*ASSIGNMENT:* Transcribe only the lines in the data below falling between the line with "Zoom in on wing" and the line with "Zoom in on water", including those two lines, and leave out any picture.

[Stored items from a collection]
#####

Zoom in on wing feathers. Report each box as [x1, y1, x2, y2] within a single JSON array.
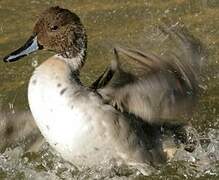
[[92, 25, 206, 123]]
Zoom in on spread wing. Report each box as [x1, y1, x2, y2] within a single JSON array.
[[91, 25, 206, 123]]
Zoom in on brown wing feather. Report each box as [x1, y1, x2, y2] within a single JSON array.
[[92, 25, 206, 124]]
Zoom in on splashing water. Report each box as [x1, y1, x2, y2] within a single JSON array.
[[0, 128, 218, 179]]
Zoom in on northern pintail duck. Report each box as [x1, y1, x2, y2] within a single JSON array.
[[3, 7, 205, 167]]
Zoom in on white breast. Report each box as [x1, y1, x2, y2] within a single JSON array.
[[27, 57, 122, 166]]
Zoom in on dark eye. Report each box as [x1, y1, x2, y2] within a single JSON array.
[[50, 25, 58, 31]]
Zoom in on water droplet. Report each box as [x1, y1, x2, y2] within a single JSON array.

#####

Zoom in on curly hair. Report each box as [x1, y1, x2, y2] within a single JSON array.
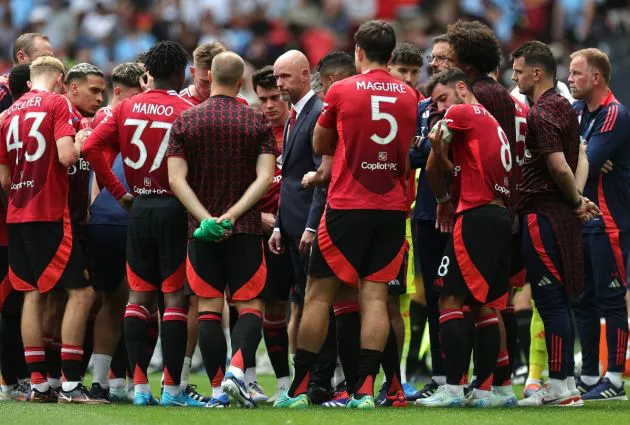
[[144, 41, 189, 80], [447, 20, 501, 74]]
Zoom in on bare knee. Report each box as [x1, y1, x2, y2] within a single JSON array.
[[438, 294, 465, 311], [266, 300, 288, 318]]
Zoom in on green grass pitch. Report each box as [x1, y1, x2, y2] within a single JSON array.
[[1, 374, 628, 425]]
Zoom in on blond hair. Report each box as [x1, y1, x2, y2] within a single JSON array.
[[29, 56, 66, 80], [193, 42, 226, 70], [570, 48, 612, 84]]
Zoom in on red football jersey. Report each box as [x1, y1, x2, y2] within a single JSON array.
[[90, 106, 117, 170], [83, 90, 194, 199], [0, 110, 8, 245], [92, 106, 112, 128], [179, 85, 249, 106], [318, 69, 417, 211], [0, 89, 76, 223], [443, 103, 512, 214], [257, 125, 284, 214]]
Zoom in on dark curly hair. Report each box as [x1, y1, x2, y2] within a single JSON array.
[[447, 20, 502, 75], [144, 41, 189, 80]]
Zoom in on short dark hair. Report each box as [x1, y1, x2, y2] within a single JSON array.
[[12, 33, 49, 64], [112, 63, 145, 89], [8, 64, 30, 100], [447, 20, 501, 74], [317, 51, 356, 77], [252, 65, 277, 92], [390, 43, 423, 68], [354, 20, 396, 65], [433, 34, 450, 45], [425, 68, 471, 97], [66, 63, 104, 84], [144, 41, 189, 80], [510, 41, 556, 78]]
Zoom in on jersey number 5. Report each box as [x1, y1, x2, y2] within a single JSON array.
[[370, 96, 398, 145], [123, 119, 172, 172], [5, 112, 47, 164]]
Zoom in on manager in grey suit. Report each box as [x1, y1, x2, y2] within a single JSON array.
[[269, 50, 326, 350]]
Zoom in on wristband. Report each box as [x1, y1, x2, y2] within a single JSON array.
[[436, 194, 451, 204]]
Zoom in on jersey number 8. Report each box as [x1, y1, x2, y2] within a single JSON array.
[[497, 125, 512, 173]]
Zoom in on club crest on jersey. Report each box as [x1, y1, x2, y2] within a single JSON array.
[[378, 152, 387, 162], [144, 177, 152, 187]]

#####

*EXPECTED OUTPUT:*
Zoom in on wing feathers. Report each box as [x1, y1, x2, y2] within a single JSON array.
[[92, 25, 206, 123]]
Zoom in on spread wing. Report each box as [x1, y1, x2, y2] within a single JSON array.
[[91, 25, 206, 123]]
Zoom in on brown wing feather. Report each box as [x1, y1, x2, y2] within a single JSON array.
[[92, 25, 206, 124]]
Zoom in on splashing water. Report each box as [x1, y1, x2, y2] within a single JSON array.
[[0, 128, 218, 179]]
Zoom in on northern pintail duck. Report each box as [x1, y1, x2, y2] within a single JSON array.
[[3, 7, 205, 167]]
Zoom in on white breast. Report each box as [x1, y1, x2, y2] within a single JSON array.
[[27, 57, 122, 166]]
Zoom in on dark eye. Report each box as [x1, y1, x2, y2] within a single JSON array.
[[50, 25, 58, 31]]
Zoom in on water droplet. Report each box as [x1, y1, x2, y2] within a single JSON array.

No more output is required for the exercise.